§ **Work to be completed**
Only the lines from the one containing "Give one point for each instance of the railing" through the last line below should be written out, exactly and with both ends kept.

# Records provided start

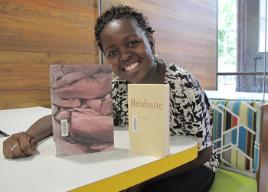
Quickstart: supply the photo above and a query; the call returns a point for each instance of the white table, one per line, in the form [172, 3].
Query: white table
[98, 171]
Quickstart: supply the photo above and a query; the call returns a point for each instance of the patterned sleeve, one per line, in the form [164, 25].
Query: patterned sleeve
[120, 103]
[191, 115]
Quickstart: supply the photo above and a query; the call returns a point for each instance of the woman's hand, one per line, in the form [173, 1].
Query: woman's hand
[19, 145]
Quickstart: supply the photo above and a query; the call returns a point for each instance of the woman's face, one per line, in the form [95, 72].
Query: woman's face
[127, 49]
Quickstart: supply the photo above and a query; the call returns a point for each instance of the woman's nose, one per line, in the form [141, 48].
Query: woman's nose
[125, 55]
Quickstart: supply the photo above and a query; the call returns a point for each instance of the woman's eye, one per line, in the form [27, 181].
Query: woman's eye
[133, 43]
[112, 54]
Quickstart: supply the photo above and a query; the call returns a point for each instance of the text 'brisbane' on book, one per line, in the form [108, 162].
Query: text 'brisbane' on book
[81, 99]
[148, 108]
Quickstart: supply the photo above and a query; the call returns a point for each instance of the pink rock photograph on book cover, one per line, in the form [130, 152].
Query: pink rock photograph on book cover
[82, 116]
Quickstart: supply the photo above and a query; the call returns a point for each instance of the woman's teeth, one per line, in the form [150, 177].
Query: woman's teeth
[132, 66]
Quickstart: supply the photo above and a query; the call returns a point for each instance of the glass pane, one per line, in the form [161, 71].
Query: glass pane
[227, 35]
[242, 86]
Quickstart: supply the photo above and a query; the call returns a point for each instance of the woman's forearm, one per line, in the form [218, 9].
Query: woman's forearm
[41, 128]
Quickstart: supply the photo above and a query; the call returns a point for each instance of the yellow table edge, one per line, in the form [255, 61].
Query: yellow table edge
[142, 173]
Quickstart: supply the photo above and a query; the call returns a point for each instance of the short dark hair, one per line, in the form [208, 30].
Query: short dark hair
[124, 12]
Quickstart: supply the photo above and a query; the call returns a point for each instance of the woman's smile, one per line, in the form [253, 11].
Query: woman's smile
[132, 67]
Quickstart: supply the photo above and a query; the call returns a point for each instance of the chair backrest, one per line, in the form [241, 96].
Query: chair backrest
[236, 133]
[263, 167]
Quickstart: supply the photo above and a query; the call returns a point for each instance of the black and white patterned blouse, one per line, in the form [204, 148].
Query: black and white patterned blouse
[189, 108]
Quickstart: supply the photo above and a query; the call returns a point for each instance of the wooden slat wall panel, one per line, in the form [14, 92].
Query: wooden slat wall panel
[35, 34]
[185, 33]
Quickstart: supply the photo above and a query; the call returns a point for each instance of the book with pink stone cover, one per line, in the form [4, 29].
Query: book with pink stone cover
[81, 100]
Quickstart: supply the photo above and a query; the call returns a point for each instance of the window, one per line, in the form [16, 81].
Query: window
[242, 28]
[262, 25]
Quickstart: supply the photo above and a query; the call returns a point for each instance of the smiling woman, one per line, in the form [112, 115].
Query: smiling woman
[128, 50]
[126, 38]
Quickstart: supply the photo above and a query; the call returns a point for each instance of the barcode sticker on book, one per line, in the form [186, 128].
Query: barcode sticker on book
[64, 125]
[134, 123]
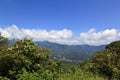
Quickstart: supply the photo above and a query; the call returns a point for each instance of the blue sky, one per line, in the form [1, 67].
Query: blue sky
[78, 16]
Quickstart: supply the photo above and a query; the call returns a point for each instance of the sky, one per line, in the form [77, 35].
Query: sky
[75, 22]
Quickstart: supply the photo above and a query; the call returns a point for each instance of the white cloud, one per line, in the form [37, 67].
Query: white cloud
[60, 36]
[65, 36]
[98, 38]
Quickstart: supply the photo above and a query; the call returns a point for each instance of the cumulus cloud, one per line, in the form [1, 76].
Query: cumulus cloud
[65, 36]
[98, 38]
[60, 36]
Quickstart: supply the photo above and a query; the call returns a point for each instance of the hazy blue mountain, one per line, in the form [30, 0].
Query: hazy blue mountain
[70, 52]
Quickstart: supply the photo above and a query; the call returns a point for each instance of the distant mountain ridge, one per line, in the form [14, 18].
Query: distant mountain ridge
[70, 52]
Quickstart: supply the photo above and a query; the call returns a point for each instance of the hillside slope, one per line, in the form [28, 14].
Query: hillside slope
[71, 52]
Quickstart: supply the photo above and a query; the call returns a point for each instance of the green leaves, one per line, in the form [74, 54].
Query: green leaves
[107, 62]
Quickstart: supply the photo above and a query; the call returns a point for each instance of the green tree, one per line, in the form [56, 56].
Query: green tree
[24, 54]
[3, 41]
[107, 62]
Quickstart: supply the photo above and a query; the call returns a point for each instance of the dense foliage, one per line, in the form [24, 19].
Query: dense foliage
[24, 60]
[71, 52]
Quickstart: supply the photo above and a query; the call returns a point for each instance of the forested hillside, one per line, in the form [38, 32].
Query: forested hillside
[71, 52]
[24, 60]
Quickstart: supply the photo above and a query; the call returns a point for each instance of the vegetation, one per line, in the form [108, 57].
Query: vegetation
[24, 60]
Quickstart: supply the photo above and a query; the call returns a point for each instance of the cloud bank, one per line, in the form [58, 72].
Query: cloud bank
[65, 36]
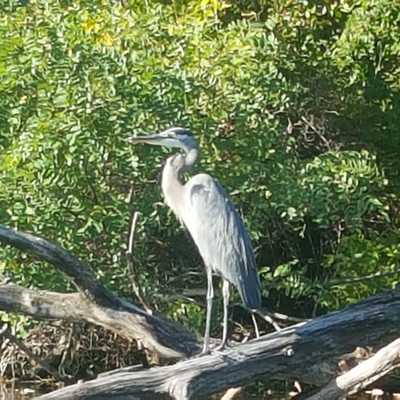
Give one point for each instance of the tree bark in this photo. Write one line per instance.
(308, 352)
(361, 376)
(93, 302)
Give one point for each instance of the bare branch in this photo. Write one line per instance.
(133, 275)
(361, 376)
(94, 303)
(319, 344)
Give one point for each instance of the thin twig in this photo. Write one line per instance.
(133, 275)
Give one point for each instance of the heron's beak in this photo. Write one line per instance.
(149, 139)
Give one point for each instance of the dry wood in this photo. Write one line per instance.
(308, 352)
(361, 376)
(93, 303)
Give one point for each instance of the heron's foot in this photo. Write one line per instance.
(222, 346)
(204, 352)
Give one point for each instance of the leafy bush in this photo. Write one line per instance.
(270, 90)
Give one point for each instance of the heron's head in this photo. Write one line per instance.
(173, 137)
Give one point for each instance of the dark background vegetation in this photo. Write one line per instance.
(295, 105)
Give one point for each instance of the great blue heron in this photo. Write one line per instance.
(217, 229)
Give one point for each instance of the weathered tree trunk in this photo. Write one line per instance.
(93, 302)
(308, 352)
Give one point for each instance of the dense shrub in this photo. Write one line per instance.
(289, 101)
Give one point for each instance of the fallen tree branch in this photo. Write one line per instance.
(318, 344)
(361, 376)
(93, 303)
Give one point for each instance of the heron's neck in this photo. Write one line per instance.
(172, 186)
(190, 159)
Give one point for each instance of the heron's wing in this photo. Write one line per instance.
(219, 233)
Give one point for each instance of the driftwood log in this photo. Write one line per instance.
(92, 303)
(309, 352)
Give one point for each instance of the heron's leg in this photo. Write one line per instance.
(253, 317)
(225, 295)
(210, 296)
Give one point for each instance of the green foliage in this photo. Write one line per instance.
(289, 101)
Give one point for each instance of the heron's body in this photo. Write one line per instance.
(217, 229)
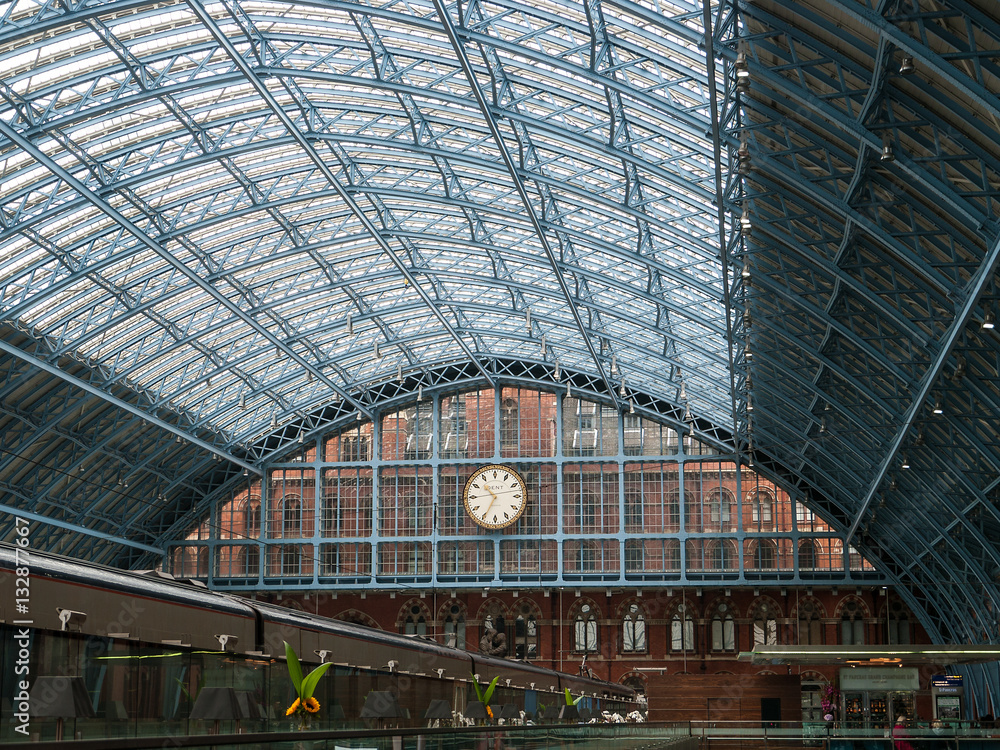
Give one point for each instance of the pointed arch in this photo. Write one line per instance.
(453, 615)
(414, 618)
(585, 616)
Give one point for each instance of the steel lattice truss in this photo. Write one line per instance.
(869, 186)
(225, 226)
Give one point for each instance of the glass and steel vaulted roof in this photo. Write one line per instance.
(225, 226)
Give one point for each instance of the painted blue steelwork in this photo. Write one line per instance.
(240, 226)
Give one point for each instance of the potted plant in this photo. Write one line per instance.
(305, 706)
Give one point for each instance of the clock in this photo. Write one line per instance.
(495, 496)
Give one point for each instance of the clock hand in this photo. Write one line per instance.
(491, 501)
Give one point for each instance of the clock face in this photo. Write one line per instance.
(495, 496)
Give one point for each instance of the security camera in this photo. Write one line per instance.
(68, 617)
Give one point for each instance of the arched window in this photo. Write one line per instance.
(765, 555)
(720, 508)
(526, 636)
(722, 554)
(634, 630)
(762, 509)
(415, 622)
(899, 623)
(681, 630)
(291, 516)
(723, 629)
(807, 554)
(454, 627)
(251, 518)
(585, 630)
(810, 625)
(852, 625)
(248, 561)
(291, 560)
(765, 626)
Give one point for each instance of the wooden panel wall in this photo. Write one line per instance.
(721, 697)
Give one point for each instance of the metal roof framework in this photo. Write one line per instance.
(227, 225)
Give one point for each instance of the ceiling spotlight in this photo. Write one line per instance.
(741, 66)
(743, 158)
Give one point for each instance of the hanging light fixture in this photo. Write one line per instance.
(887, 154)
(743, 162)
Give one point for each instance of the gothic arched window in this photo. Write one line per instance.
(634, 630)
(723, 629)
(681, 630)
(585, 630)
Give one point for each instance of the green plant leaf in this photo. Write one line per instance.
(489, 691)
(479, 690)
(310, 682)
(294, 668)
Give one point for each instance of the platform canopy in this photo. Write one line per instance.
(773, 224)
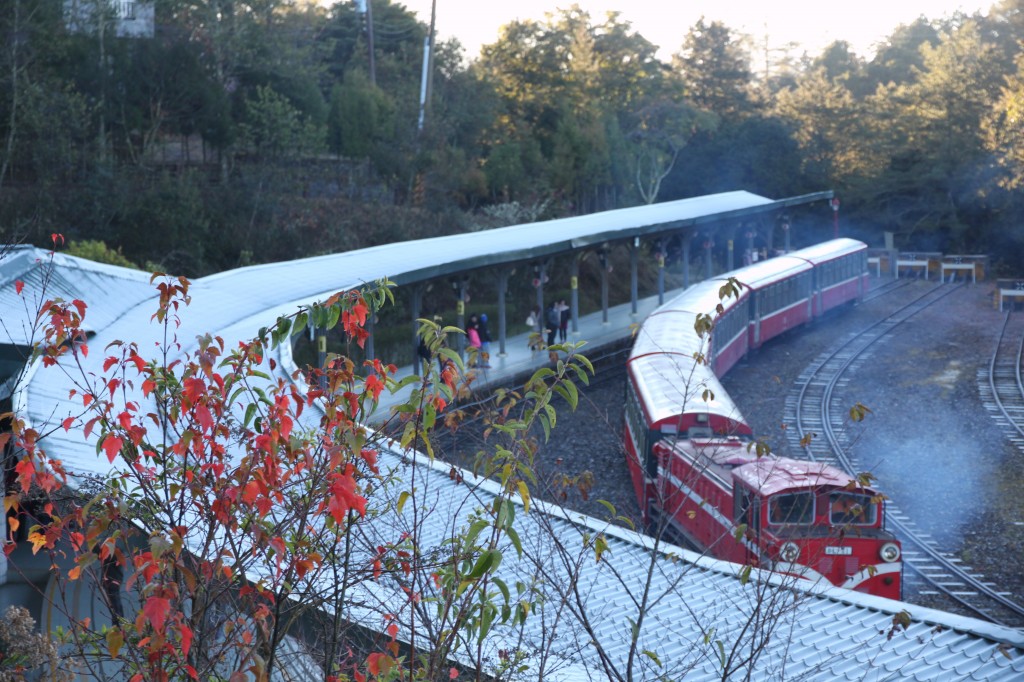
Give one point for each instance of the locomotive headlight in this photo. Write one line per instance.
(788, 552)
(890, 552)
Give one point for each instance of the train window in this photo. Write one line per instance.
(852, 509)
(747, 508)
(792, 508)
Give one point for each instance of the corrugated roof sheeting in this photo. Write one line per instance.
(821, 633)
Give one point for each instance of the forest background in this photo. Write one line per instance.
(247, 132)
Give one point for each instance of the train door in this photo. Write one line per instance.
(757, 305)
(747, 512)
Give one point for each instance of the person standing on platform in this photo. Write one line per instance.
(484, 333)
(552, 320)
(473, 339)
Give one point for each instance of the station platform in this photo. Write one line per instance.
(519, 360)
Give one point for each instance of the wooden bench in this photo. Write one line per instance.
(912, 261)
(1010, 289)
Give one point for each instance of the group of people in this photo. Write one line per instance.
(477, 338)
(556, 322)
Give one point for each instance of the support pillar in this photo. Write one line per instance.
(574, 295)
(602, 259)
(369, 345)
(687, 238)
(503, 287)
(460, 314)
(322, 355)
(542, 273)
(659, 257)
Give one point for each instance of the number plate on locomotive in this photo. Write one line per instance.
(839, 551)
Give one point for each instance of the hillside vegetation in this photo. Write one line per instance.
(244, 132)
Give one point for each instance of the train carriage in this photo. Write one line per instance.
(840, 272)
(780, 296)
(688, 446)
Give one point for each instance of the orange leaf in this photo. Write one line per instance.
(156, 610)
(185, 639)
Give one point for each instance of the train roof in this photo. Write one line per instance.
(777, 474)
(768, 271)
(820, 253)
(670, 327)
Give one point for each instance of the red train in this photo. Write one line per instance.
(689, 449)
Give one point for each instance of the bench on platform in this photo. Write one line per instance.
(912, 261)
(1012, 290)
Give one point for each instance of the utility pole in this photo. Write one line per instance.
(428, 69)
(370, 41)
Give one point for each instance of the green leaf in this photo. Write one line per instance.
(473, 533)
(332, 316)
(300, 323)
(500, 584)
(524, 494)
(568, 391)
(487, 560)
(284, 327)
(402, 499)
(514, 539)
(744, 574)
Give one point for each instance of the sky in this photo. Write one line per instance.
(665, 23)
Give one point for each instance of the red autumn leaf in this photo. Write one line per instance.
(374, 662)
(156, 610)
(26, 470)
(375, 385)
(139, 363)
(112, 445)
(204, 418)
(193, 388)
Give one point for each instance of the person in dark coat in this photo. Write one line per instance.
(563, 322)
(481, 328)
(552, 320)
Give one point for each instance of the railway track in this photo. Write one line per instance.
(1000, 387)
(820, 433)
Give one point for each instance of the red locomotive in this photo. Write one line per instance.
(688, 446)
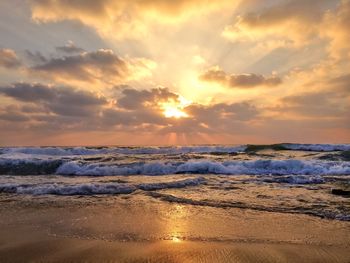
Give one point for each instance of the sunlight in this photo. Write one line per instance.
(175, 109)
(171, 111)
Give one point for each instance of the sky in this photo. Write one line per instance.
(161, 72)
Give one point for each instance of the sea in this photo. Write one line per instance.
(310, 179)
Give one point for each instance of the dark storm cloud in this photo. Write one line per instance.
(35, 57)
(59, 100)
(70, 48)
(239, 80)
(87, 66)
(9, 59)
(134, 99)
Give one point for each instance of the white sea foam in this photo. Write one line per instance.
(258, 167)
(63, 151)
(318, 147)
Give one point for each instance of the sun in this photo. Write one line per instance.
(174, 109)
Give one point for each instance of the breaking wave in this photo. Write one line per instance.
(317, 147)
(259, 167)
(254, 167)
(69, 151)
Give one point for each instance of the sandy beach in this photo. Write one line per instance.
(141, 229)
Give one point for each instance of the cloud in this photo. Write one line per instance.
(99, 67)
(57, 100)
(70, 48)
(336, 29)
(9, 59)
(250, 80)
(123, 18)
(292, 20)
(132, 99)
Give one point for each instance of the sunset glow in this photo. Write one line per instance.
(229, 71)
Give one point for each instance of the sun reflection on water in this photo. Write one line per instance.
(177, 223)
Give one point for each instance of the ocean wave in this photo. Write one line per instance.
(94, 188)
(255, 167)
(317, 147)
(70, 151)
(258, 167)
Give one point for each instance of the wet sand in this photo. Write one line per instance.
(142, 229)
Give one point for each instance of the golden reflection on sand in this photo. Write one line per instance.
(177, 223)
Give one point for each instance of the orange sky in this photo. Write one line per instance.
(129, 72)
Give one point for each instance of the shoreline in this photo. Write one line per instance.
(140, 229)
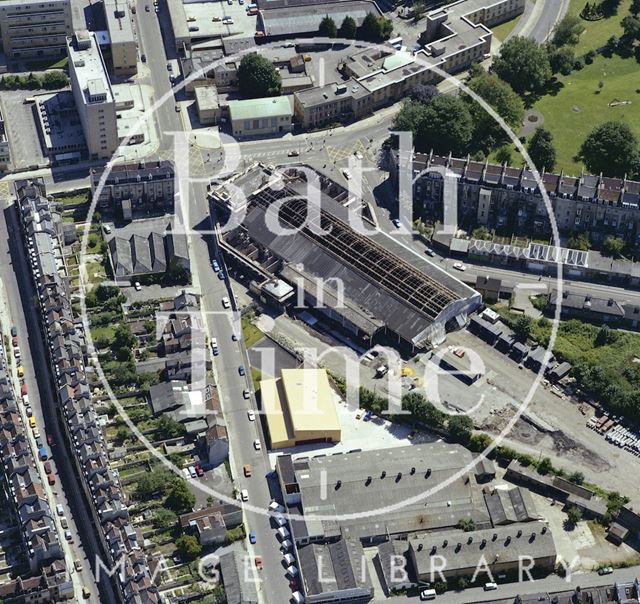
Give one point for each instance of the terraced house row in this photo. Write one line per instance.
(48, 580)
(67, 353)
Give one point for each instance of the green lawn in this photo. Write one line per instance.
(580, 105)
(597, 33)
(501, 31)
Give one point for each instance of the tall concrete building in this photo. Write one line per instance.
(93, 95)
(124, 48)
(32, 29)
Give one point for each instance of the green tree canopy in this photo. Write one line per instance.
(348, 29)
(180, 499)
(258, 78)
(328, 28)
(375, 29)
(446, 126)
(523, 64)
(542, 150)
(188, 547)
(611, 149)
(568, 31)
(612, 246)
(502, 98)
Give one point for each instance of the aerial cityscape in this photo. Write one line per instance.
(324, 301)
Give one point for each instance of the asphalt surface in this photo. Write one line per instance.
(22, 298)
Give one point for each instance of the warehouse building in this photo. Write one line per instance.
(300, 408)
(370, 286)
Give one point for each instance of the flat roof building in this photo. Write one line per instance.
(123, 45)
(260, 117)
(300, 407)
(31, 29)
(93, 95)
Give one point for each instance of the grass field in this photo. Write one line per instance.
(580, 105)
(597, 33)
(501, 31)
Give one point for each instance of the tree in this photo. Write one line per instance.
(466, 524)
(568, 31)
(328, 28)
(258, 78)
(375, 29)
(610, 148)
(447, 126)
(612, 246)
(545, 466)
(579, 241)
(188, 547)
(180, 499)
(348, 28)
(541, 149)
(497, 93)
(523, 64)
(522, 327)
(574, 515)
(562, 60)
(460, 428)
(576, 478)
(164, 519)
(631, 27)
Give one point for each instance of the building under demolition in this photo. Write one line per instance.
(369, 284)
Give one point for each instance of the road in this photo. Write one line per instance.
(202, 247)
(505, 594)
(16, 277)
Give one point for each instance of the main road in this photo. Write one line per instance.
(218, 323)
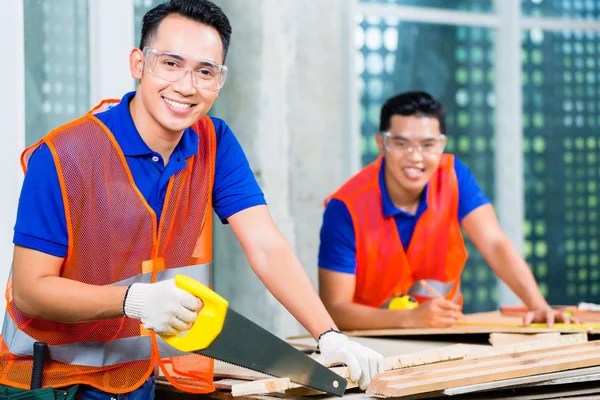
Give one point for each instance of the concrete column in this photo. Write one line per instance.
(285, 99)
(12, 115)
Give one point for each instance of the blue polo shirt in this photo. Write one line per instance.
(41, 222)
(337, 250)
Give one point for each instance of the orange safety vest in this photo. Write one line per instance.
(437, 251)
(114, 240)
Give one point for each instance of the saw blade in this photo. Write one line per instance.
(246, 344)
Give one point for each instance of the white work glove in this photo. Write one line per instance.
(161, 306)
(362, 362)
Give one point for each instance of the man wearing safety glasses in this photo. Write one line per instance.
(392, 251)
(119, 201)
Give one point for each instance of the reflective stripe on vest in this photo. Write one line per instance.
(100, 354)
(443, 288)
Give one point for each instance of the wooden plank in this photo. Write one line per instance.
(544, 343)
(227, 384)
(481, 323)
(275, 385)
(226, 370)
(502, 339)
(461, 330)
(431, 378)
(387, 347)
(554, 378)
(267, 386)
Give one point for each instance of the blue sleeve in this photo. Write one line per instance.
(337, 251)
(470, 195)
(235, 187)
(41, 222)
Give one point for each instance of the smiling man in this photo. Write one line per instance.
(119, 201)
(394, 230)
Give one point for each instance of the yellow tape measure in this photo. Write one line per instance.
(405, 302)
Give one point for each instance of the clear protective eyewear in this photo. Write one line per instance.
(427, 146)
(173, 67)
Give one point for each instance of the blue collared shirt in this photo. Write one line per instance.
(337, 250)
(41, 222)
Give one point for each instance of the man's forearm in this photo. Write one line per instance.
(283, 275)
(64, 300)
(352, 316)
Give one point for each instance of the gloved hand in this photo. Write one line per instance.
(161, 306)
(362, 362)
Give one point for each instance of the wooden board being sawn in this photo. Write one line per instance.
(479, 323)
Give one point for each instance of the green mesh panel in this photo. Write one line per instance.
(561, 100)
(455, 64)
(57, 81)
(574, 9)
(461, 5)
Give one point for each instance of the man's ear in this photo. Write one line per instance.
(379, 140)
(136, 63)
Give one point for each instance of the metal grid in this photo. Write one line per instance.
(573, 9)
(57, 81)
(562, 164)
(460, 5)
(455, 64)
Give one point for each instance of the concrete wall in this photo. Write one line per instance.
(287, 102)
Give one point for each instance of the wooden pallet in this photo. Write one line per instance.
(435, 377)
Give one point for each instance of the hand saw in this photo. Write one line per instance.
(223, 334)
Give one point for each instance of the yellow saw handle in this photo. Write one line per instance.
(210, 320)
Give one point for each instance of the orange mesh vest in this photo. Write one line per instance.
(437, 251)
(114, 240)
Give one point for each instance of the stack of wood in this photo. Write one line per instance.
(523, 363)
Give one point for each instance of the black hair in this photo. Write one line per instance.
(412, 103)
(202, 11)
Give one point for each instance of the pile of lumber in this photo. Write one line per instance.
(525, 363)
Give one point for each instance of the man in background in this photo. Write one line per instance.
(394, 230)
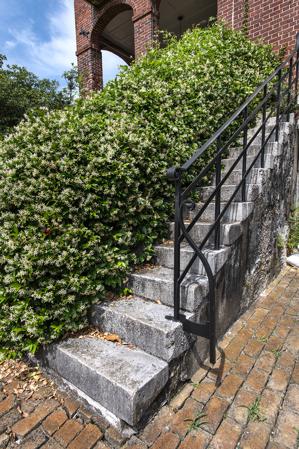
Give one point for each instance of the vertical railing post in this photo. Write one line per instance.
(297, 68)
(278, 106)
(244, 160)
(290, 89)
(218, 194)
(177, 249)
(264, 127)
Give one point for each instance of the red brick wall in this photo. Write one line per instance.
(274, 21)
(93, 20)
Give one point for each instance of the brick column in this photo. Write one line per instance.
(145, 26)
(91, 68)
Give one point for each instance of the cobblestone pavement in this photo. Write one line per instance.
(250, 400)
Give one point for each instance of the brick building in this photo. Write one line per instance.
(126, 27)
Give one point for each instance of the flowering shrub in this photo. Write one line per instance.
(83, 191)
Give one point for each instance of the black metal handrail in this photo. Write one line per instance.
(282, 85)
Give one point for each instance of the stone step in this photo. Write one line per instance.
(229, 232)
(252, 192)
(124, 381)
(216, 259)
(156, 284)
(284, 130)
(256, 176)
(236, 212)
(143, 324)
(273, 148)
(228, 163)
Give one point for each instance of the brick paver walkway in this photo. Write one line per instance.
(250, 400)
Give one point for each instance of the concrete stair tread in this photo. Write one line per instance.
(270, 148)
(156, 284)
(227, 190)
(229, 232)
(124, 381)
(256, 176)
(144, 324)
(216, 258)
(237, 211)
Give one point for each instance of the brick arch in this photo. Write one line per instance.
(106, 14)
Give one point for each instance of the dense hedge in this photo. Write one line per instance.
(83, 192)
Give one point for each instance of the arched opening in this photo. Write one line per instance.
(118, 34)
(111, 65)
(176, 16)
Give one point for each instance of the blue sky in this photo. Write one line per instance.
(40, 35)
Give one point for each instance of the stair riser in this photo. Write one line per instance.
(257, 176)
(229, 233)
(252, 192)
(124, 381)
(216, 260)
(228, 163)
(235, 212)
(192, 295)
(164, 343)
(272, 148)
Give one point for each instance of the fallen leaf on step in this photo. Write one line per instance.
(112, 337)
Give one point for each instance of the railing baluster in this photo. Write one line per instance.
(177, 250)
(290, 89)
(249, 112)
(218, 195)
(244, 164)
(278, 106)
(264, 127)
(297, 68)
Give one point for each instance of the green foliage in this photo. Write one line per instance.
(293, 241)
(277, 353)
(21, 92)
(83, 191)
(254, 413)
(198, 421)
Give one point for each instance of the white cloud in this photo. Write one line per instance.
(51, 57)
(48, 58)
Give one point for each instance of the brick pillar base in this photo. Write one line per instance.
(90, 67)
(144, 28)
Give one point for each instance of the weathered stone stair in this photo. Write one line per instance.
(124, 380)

# Records provided end

§ **Answer below**
Give one point for each instance of the railing baluster in this photo. Write one line per instance.
(177, 250)
(290, 89)
(249, 112)
(218, 195)
(244, 164)
(278, 106)
(264, 127)
(297, 68)
Give one point for each instance of the green foliage in this photo. Write one line per instance.
(293, 241)
(277, 353)
(21, 92)
(83, 191)
(254, 413)
(198, 421)
Give one point for each instance of the white cloud in this photo. Write one line per instance.
(51, 57)
(48, 58)
Give one point for each instance of the brick pillar base in this photo. Write one line per instance.
(90, 67)
(144, 28)
Give one point for each instance of the weathered stone stair in this photo. Write one line per instance.
(124, 380)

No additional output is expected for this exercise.